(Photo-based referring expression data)
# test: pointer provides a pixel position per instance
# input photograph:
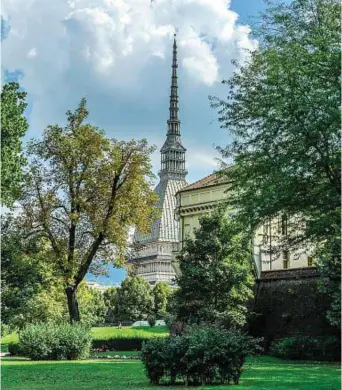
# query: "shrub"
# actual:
(14, 349)
(308, 348)
(154, 355)
(4, 329)
(55, 342)
(201, 356)
(151, 321)
(119, 343)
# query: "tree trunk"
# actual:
(74, 312)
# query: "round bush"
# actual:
(200, 356)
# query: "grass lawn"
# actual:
(263, 373)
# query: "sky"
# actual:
(117, 54)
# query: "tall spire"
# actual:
(173, 152)
(174, 86)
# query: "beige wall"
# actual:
(192, 204)
(266, 241)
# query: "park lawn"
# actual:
(264, 374)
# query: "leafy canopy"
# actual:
(216, 279)
(283, 113)
(13, 127)
(83, 192)
(134, 299)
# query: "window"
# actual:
(284, 225)
(286, 259)
(310, 261)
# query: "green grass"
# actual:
(105, 333)
(116, 353)
(10, 338)
(264, 374)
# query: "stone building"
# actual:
(153, 251)
(204, 195)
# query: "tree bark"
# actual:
(74, 313)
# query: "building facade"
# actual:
(205, 195)
(153, 251)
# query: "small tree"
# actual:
(161, 293)
(134, 299)
(82, 193)
(13, 127)
(216, 277)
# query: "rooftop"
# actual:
(211, 180)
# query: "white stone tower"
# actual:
(153, 251)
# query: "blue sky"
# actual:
(118, 55)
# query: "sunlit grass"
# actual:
(18, 374)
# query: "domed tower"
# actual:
(153, 251)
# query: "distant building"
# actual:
(153, 251)
(203, 196)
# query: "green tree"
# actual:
(161, 294)
(216, 279)
(134, 299)
(110, 299)
(283, 113)
(13, 127)
(25, 273)
(82, 193)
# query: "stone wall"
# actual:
(289, 303)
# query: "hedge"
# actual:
(120, 344)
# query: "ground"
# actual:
(260, 373)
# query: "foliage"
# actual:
(122, 375)
(216, 278)
(126, 338)
(154, 357)
(326, 348)
(13, 127)
(25, 277)
(143, 332)
(134, 299)
(151, 319)
(201, 355)
(55, 342)
(82, 193)
(15, 349)
(161, 294)
(4, 330)
(283, 113)
(120, 344)
(110, 296)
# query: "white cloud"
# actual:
(32, 53)
(114, 52)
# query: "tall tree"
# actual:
(161, 293)
(110, 300)
(13, 127)
(82, 193)
(283, 113)
(216, 278)
(134, 299)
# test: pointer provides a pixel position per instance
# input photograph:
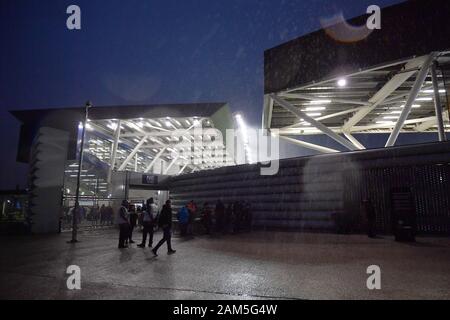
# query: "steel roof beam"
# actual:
(302, 115)
(393, 84)
(420, 79)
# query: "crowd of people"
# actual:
(232, 218)
(146, 216)
(97, 216)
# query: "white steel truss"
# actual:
(400, 97)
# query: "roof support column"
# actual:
(133, 153)
(437, 103)
(309, 145)
(302, 115)
(421, 76)
(171, 164)
(353, 140)
(115, 145)
(155, 159)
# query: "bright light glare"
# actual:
(314, 109)
(342, 82)
(320, 101)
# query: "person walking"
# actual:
(369, 213)
(206, 218)
(219, 213)
(124, 224)
(133, 221)
(165, 222)
(192, 207)
(103, 214)
(148, 222)
(183, 220)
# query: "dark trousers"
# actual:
(183, 229)
(166, 237)
(148, 229)
(130, 232)
(123, 233)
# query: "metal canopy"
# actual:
(188, 142)
(371, 101)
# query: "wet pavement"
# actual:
(260, 265)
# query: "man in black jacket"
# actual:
(165, 222)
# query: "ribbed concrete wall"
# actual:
(315, 193)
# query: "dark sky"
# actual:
(138, 52)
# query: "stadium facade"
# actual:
(342, 80)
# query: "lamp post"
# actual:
(80, 163)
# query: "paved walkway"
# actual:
(272, 265)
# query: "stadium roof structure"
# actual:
(135, 137)
(346, 79)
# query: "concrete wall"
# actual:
(46, 179)
(324, 192)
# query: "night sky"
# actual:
(140, 52)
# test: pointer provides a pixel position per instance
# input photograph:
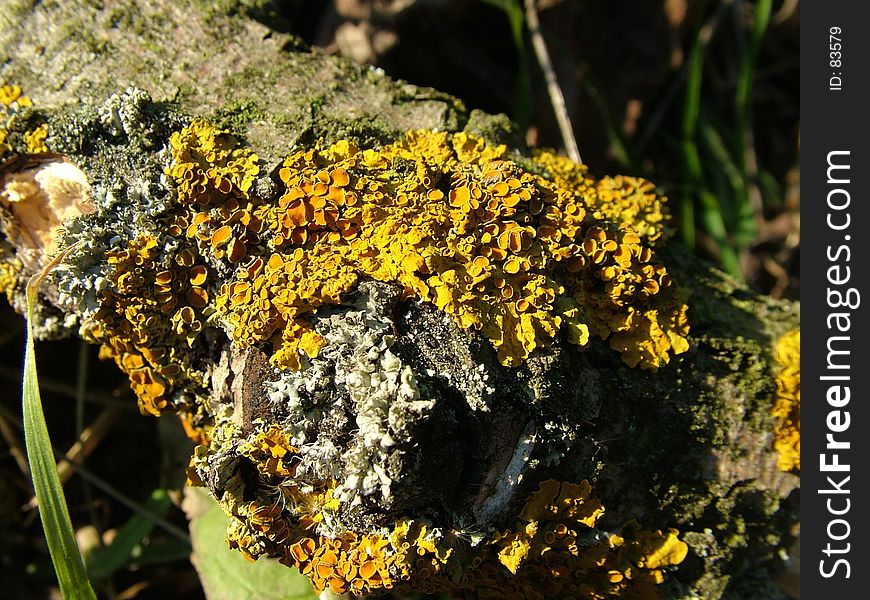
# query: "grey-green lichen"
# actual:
(464, 445)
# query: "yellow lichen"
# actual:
(554, 549)
(504, 251)
(208, 165)
(787, 401)
(153, 303)
(11, 103)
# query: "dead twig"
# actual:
(557, 99)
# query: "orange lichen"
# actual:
(11, 101)
(504, 251)
(554, 551)
(787, 401)
(152, 304)
(208, 165)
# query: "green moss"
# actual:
(236, 116)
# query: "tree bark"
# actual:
(690, 446)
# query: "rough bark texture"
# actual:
(690, 446)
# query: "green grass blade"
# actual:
(56, 524)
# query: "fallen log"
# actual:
(413, 354)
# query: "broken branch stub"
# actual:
(426, 362)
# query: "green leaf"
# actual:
(224, 573)
(104, 561)
(56, 524)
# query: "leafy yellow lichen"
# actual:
(151, 306)
(208, 165)
(11, 103)
(553, 550)
(787, 401)
(512, 254)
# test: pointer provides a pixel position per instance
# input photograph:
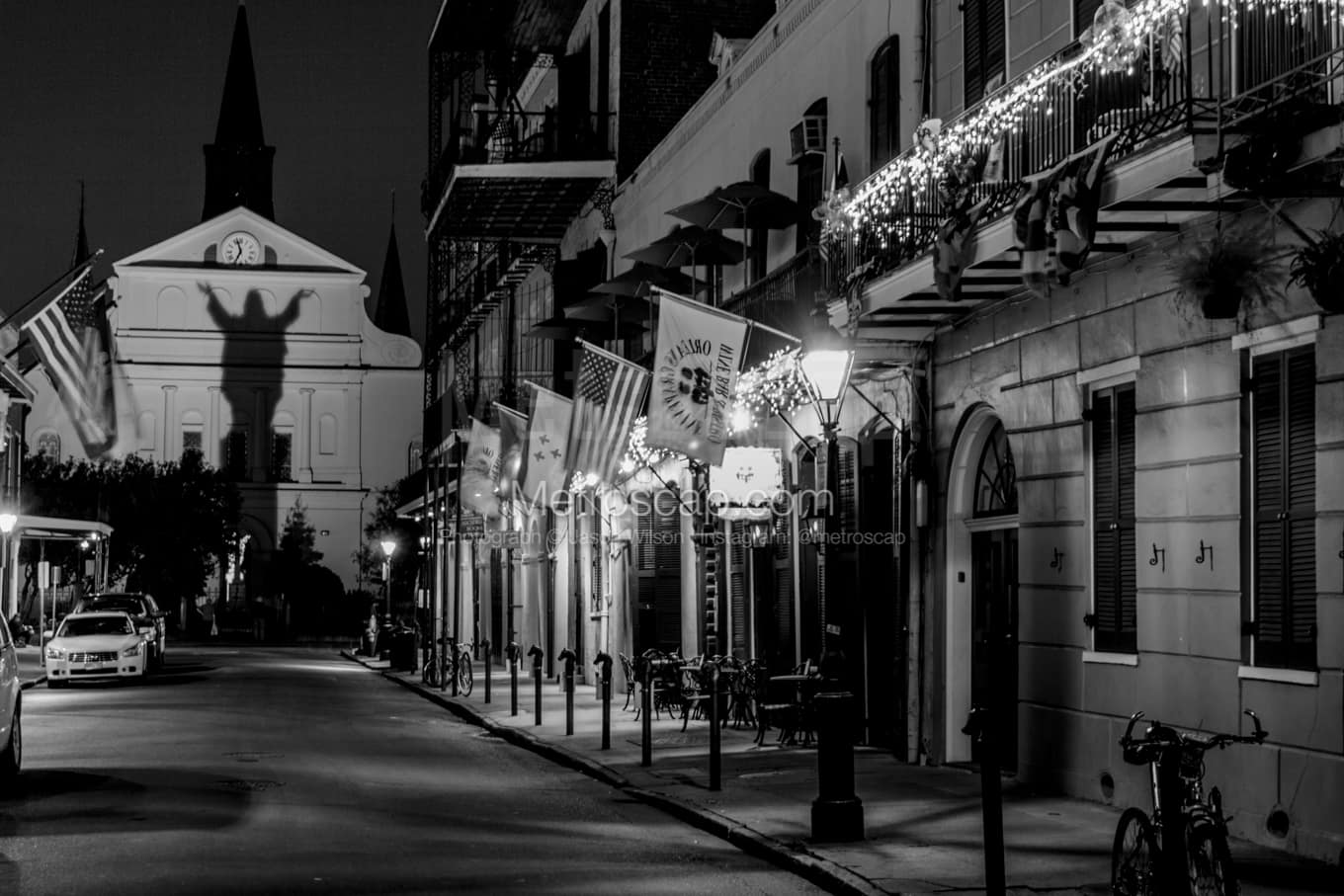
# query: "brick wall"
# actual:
(664, 63)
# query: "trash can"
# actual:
(405, 650)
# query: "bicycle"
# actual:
(436, 668)
(1186, 840)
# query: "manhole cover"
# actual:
(250, 786)
(253, 757)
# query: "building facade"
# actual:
(247, 343)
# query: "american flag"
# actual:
(71, 339)
(607, 399)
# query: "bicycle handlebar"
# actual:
(1159, 735)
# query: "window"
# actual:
(1115, 609)
(235, 452)
(884, 104)
(760, 237)
(985, 45)
(1284, 496)
(283, 455)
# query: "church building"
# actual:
(250, 344)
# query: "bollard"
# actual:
(485, 646)
(605, 690)
(538, 654)
(980, 727)
(512, 678)
(715, 735)
(568, 657)
(646, 709)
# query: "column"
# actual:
(305, 437)
(170, 422)
(213, 432)
(261, 437)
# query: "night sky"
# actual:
(124, 93)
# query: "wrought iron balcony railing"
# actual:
(507, 136)
(785, 297)
(1210, 77)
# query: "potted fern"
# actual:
(1318, 266)
(1224, 272)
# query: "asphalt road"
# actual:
(294, 772)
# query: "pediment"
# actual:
(201, 247)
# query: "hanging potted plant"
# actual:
(1226, 271)
(1318, 266)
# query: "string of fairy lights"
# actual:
(1113, 43)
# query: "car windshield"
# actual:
(96, 624)
(116, 605)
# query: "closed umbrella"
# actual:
(742, 204)
(689, 246)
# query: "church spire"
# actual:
(238, 164)
(390, 312)
(81, 237)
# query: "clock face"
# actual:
(239, 247)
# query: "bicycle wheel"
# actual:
(1134, 855)
(463, 676)
(1210, 861)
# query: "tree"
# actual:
(171, 520)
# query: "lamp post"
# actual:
(388, 549)
(7, 523)
(836, 813)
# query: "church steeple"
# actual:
(238, 164)
(390, 312)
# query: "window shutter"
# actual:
(1284, 445)
(971, 23)
(1113, 520)
(884, 104)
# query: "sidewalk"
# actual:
(922, 824)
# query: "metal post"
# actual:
(980, 725)
(568, 657)
(538, 654)
(485, 646)
(646, 711)
(836, 812)
(605, 690)
(715, 736)
(512, 678)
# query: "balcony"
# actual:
(1173, 120)
(785, 297)
(519, 175)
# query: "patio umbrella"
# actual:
(743, 204)
(689, 246)
(640, 280)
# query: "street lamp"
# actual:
(7, 523)
(825, 362)
(388, 549)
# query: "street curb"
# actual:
(823, 872)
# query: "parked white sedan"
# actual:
(96, 645)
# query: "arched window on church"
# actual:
(48, 444)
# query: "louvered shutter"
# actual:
(1113, 520)
(738, 558)
(1284, 411)
(884, 104)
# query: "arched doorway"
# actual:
(981, 604)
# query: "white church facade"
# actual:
(250, 344)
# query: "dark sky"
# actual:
(123, 94)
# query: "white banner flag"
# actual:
(480, 469)
(695, 370)
(545, 467)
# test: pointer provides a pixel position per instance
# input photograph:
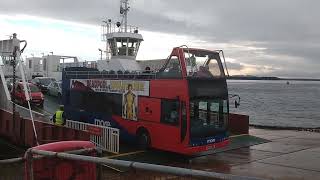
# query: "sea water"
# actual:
(277, 103)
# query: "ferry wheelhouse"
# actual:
(182, 107)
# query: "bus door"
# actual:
(170, 123)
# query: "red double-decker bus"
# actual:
(182, 108)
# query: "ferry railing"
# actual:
(24, 112)
(109, 75)
(106, 138)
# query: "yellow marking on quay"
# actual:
(238, 135)
(125, 154)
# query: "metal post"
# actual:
(13, 62)
(144, 166)
(30, 164)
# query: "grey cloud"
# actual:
(234, 66)
(287, 28)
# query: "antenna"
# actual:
(124, 8)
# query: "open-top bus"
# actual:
(182, 108)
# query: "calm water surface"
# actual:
(274, 103)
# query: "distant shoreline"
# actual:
(269, 78)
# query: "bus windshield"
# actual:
(208, 117)
(203, 64)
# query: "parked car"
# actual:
(36, 96)
(54, 89)
(43, 83)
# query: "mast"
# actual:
(124, 8)
(122, 42)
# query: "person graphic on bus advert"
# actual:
(129, 106)
(173, 115)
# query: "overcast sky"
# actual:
(265, 38)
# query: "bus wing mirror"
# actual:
(236, 104)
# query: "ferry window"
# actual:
(170, 112)
(30, 64)
(214, 68)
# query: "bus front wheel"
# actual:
(144, 140)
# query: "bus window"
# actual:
(170, 112)
(172, 69)
(183, 121)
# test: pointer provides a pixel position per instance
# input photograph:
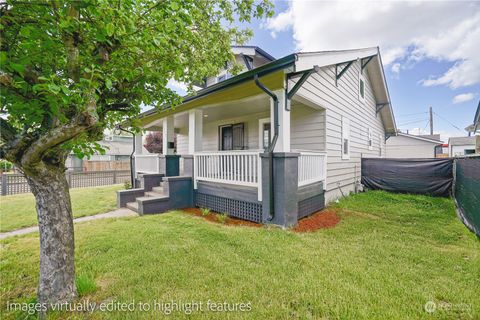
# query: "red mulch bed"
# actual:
(212, 216)
(327, 218)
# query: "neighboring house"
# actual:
(460, 146)
(406, 145)
(315, 113)
(475, 126)
(118, 147)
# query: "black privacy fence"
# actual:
(457, 177)
(467, 191)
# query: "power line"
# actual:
(448, 122)
(413, 121)
(411, 114)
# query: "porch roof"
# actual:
(273, 76)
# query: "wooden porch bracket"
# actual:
(300, 82)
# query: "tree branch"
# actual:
(7, 132)
(71, 44)
(59, 135)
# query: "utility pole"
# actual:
(431, 121)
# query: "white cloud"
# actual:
(463, 97)
(406, 32)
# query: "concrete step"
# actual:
(153, 199)
(154, 194)
(132, 206)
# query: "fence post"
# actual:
(4, 184)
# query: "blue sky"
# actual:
(422, 67)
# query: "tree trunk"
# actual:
(54, 211)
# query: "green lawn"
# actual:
(18, 211)
(388, 256)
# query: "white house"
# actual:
(459, 146)
(405, 145)
(279, 140)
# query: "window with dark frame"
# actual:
(231, 137)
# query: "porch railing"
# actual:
(147, 163)
(231, 167)
(312, 167)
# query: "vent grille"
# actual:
(235, 208)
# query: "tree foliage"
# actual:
(70, 69)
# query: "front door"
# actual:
(226, 137)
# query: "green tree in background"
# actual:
(70, 69)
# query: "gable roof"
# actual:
(476, 121)
(422, 138)
(254, 50)
(303, 61)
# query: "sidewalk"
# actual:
(118, 213)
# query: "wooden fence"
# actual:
(89, 165)
(15, 183)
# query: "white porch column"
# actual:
(168, 135)
(195, 131)
(283, 141)
(138, 143)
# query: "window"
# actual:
(231, 137)
(345, 138)
(361, 87)
(369, 139)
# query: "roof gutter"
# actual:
(271, 146)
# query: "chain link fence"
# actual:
(16, 183)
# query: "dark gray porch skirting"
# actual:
(238, 201)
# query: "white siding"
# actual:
(343, 101)
(307, 128)
(405, 147)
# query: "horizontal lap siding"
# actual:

__Activity__
The answer must be a single number: how many lines of the records contain the string "railing".

__Written answer__
3